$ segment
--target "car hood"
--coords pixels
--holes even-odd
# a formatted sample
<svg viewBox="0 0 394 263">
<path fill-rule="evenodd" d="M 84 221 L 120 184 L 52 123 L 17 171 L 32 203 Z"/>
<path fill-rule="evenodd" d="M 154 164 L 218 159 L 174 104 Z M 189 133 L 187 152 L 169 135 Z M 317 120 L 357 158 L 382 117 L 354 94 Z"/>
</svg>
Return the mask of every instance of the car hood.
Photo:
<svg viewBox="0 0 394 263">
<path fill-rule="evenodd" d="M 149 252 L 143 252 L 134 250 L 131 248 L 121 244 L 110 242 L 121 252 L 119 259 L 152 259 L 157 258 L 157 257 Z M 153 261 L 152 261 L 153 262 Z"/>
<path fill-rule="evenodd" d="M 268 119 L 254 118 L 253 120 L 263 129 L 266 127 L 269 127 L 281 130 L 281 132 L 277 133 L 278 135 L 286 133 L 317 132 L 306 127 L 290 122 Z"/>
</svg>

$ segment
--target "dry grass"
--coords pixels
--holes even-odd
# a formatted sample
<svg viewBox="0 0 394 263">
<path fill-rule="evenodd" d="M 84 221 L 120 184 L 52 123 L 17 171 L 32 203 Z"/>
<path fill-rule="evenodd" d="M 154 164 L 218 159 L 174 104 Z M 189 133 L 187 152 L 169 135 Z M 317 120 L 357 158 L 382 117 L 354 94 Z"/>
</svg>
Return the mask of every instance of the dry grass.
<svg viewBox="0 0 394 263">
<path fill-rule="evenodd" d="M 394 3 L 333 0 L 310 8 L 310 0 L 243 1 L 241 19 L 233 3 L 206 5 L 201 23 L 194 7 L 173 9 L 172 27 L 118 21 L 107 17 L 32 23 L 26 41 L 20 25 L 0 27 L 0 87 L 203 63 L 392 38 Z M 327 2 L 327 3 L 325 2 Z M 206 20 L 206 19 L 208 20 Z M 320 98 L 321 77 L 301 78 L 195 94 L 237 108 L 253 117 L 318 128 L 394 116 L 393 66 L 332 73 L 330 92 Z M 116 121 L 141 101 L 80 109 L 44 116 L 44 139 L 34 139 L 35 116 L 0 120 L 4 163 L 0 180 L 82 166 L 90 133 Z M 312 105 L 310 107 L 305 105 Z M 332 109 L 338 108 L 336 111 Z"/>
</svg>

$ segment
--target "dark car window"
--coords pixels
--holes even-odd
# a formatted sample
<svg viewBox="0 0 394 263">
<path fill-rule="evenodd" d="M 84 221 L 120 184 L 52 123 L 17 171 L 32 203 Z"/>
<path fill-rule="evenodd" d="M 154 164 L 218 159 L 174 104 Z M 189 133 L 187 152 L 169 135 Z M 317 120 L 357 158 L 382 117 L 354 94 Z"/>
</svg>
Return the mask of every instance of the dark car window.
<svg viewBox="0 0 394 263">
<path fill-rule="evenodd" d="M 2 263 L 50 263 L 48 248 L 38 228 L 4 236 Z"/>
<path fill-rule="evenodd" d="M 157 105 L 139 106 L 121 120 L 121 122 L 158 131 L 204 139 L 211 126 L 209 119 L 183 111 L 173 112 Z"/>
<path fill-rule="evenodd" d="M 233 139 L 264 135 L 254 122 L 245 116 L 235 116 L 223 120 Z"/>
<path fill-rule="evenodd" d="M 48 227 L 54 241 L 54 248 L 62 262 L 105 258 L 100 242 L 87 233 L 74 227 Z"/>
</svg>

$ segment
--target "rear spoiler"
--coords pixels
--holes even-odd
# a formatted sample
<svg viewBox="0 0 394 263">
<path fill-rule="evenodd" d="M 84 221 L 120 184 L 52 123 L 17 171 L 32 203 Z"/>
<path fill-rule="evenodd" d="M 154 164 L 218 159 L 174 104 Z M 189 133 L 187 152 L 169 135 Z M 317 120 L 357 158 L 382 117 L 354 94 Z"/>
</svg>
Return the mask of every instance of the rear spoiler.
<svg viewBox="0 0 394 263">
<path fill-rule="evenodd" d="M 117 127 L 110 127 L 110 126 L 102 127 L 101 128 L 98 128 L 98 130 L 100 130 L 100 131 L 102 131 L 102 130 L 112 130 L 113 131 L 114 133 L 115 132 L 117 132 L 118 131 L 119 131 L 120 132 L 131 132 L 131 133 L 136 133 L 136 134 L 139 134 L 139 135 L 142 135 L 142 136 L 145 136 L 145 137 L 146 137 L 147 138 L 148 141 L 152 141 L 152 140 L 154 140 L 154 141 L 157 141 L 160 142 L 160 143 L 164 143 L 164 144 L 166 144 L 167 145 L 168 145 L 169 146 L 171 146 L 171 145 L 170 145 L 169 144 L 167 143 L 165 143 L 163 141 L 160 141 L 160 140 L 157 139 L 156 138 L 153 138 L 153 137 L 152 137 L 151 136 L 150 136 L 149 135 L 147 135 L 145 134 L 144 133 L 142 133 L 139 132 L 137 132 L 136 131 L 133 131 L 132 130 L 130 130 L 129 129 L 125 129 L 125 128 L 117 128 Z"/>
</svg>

▶ _EXERCISE REQUIREMENTS_: Rescale the rows from their start through the line that contains "149 252 L 143", writing every line again, requests included, with each number in the answers (viewBox values and path coordinates) multiplied by 1.2 and rounded to whole numbers, halves up. Leave the numbers in the requests and their format samples as they are.

▶ _EXERCISE RESULT_:
$ segment
--target "car hood"
--coords pixels
--holes even-odd
# a formatted sample
<svg viewBox="0 0 394 263">
<path fill-rule="evenodd" d="M 84 221 L 120 184 L 52 123 L 17 171 L 32 203 Z"/>
<path fill-rule="evenodd" d="M 154 164 L 218 159 L 174 104 Z M 189 133 L 187 152 L 169 135 Z M 317 120 L 357 158 L 382 117 L 354 94 Z"/>
</svg>
Return the mask of every instance of the car hood.
Photo:
<svg viewBox="0 0 473 316">
<path fill-rule="evenodd" d="M 179 302 L 172 302 L 161 300 L 157 298 L 145 293 L 132 290 L 145 302 L 143 311 L 182 311 L 188 310 L 188 308 Z M 184 313 L 182 313 L 184 314 Z"/>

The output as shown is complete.